# PROBLEM REQUIREMENTS
Reproduce word for word the passage of the Thornton Hall prison site report below, starting with "It prompted Fianna" and going on through "to economic constraints.".

# EXCERPT TO READ
IT cost €30m to buy, but a Dublin site earmarked for a new prison is to be used to grow plants and vegetables.

The land at Thornton Hall in north Co Dublin had been bought at taxpayers' expense with the aim of opening a massive jail.

But the Irish Prison Service has revealed part of the site will now be used for horticultural purposes, given that the original plan has been shelved.

The State purchase of the 150 acres nearly a decade ago caused controversy.

Then Justice Minister Michael McDowell approved the acquisition by the IPS, which intended building a 1,400-cell facility on the land at Killsallaghan on the Dublin/Meath border.


While no work in connection with a new jail ever took place, local residents have noticed increased activity on the greenfield site in recent weeks.

It prompted Fianna Fail Councillor David McGuinness to ask Fingal County Council to "detail any work being conducted" on the lands at Thornton Hall. He said residents had been raising queries about "regular movement on the site".

The council furnished Mr McGuinness with a response from the IPS stating: "The members will be aware that the construction of new prison facilities at Thornton Hall has been deferred by the Government due to economic constraints.

"There are some general maintenance works being undertaken of the property and grounds.

"A Community Return team, under the supervision of Prison Service and Probation Service staff, has been operational at the site since August 2013.

# LISTED ENTRIES
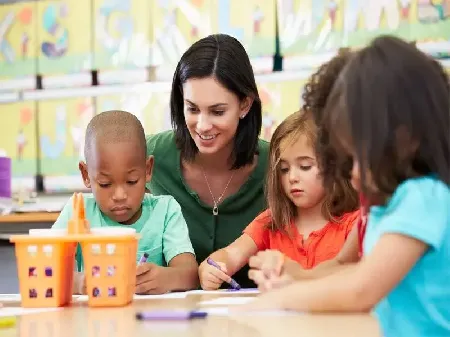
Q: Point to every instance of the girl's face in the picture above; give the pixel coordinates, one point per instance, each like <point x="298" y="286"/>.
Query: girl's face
<point x="212" y="114"/>
<point x="300" y="175"/>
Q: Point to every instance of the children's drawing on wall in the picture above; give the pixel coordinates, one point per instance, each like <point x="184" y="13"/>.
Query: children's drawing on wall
<point x="169" y="42"/>
<point x="24" y="18"/>
<point x="429" y="11"/>
<point x="59" y="43"/>
<point x="54" y="147"/>
<point x="21" y="143"/>
<point x="26" y="115"/>
<point x="85" y="111"/>
<point x="258" y="17"/>
<point x="332" y="9"/>
<point x="405" y="7"/>
<point x="271" y="102"/>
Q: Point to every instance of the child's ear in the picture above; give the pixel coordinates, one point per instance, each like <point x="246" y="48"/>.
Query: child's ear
<point x="245" y="106"/>
<point x="83" y="169"/>
<point x="149" y="168"/>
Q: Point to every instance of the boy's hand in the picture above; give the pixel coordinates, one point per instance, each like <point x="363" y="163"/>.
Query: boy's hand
<point x="212" y="278"/>
<point x="152" y="279"/>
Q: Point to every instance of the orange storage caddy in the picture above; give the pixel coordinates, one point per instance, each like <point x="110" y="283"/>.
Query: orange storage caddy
<point x="46" y="261"/>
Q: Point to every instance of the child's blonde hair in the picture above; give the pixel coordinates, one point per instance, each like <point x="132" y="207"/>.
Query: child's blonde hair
<point x="341" y="198"/>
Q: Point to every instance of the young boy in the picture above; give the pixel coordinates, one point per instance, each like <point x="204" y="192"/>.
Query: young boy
<point x="116" y="170"/>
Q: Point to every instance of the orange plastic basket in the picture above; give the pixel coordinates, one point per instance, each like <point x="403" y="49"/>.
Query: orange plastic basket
<point x="110" y="268"/>
<point x="45" y="268"/>
<point x="46" y="258"/>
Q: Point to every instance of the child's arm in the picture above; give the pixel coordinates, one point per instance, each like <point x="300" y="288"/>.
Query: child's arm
<point x="236" y="255"/>
<point x="401" y="238"/>
<point x="230" y="259"/>
<point x="273" y="262"/>
<point x="356" y="288"/>
<point x="182" y="270"/>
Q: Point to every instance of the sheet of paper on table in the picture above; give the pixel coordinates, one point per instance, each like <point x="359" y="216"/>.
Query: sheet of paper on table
<point x="228" y="301"/>
<point x="18" y="311"/>
<point x="84" y="298"/>
<point x="225" y="291"/>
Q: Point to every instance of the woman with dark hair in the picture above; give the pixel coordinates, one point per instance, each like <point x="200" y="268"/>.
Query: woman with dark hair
<point x="213" y="162"/>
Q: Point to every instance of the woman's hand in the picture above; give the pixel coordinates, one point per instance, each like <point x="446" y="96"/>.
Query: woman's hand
<point x="211" y="278"/>
<point x="269" y="261"/>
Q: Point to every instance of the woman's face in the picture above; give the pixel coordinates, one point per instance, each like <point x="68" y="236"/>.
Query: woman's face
<point x="212" y="114"/>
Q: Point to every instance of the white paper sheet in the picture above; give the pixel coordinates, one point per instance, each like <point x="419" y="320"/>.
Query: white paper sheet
<point x="18" y="311"/>
<point x="228" y="301"/>
<point x="225" y="311"/>
<point x="84" y="298"/>
<point x="225" y="292"/>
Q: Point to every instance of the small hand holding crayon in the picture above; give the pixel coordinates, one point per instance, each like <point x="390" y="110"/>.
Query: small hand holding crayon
<point x="212" y="274"/>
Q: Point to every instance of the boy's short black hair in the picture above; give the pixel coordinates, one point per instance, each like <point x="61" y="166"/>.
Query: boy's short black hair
<point x="112" y="127"/>
<point x="391" y="106"/>
<point x="224" y="58"/>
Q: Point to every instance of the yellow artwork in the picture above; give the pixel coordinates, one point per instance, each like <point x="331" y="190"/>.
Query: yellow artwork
<point x="18" y="140"/>
<point x="252" y="22"/>
<point x="122" y="34"/>
<point x="65" y="36"/>
<point x="18" y="40"/>
<point x="62" y="126"/>
<point x="151" y="108"/>
<point x="279" y="99"/>
<point x="194" y="19"/>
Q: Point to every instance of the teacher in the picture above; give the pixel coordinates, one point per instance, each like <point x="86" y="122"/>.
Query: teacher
<point x="213" y="162"/>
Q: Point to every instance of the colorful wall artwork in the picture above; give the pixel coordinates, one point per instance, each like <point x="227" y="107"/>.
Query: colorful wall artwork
<point x="19" y="140"/>
<point x="62" y="125"/>
<point x="64" y="37"/>
<point x="18" y="40"/>
<point x="122" y="34"/>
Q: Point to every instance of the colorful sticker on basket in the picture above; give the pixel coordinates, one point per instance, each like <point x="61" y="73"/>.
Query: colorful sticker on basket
<point x="110" y="248"/>
<point x="48" y="250"/>
<point x="95" y="248"/>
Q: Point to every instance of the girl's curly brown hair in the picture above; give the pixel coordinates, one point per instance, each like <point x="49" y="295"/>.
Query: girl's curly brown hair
<point x="335" y="170"/>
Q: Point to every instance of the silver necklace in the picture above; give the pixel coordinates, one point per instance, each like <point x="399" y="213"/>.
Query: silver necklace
<point x="216" y="202"/>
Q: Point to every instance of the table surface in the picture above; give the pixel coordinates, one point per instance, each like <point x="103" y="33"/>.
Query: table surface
<point x="80" y="320"/>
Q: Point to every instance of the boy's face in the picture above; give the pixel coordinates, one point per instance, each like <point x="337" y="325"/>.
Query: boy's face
<point x="117" y="173"/>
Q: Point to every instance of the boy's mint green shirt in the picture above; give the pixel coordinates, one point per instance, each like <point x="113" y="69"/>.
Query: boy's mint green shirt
<point x="163" y="230"/>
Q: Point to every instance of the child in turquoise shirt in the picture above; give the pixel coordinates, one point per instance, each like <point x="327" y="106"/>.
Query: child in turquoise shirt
<point x="389" y="110"/>
<point x="116" y="170"/>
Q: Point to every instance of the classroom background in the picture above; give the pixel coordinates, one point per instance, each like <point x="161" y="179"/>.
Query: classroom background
<point x="63" y="61"/>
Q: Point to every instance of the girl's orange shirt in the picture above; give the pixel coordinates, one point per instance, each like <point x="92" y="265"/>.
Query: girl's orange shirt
<point x="321" y="245"/>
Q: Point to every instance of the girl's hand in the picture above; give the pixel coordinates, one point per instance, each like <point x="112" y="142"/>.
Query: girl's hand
<point x="211" y="278"/>
<point x="269" y="261"/>
<point x="265" y="283"/>
<point x="152" y="279"/>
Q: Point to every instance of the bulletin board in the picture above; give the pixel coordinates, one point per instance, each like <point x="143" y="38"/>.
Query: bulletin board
<point x="64" y="36"/>
<point x="19" y="140"/>
<point x="62" y="124"/>
<point x="18" y="40"/>
<point x="307" y="26"/>
<point x="279" y="99"/>
<point x="151" y="108"/>
<point x="122" y="34"/>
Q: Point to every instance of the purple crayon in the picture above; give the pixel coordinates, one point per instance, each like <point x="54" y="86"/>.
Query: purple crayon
<point x="233" y="283"/>
<point x="170" y="315"/>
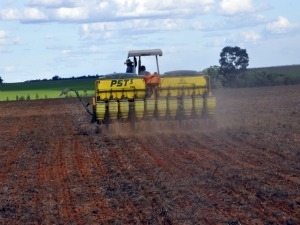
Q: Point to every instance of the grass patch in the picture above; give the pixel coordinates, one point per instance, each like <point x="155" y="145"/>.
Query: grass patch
<point x="45" y="89"/>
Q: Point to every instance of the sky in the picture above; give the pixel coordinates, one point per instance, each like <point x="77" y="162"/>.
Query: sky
<point x="40" y="39"/>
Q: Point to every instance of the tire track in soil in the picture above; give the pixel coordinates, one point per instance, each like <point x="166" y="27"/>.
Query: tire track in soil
<point x="9" y="159"/>
<point x="62" y="179"/>
<point x="135" y="183"/>
<point x="93" y="207"/>
<point x="243" y="193"/>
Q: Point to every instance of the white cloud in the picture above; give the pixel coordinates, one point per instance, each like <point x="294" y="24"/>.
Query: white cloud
<point x="10" y="14"/>
<point x="231" y="7"/>
<point x="95" y="11"/>
<point x="78" y="13"/>
<point x="3" y="34"/>
<point x="8" y="69"/>
<point x="250" y="36"/>
<point x="110" y="30"/>
<point x="34" y="14"/>
<point x="50" y="3"/>
<point x="281" y="26"/>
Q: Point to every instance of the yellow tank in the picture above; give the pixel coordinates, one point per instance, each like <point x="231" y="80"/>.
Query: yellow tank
<point x="130" y="98"/>
<point x="175" y="95"/>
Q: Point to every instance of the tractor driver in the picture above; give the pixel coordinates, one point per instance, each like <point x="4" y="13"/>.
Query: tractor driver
<point x="130" y="66"/>
<point x="144" y="72"/>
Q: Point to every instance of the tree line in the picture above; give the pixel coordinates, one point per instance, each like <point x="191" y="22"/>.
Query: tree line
<point x="232" y="72"/>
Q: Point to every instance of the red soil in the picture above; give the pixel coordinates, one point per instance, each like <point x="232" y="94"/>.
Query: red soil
<point x="55" y="170"/>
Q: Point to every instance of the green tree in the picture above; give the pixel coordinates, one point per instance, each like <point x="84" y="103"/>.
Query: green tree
<point x="215" y="76"/>
<point x="234" y="62"/>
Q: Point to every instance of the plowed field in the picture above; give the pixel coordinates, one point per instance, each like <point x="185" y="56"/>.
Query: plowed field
<point x="55" y="170"/>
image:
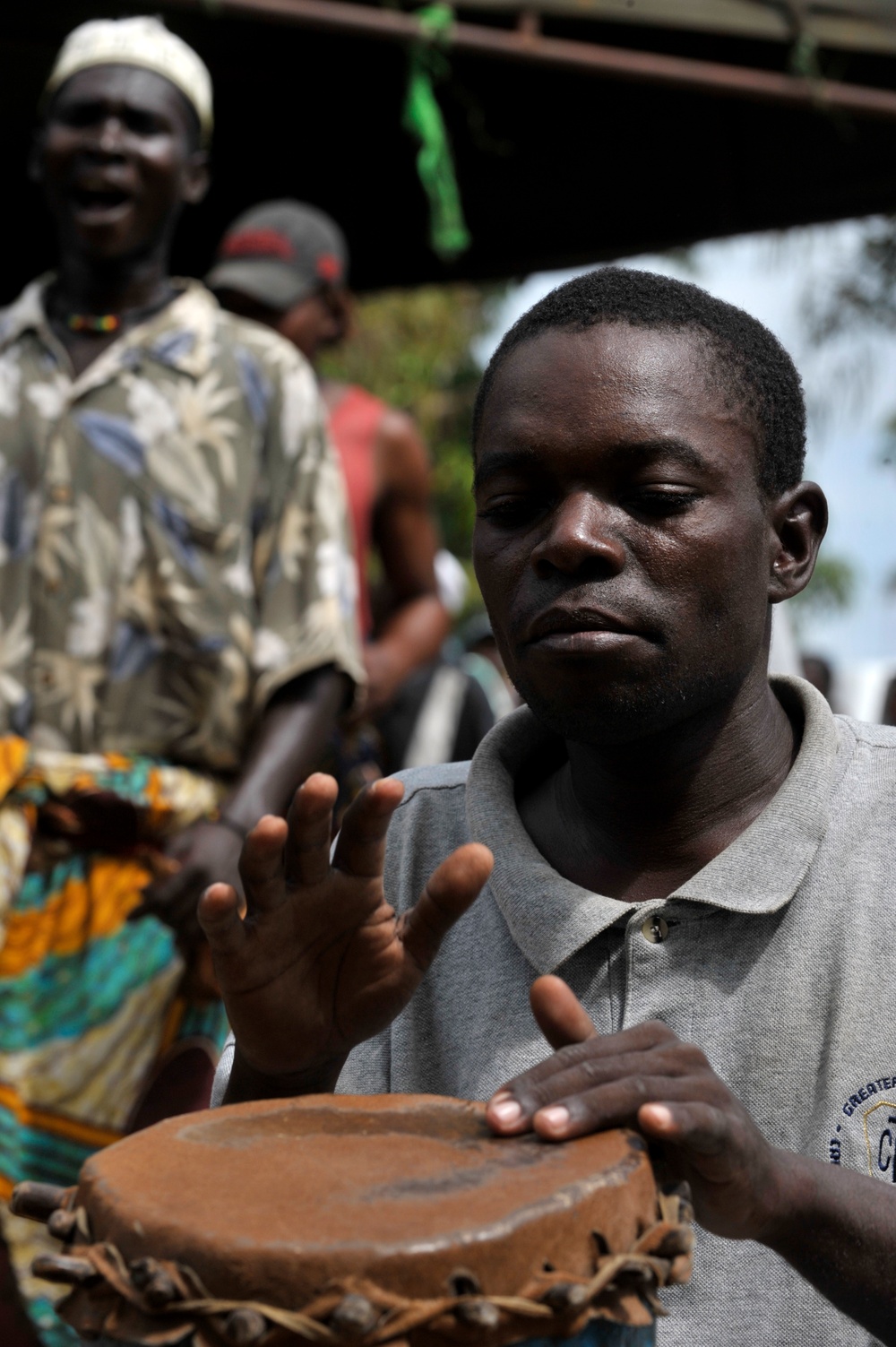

# RESULT BELOW
It prompted Fianna Fail Councillor David McGuinness to ask Fingal County Council to "detail any work being conducted" on the lands at Thornton Hall. He said residents had been raising queries about "regular movement on the site".

The council furnished Mr McGuinness with a response from the IPS stating: "The members will be aware that the construction of new prison facilities at Thornton Hall has been deferred by the Government due to economic constraints.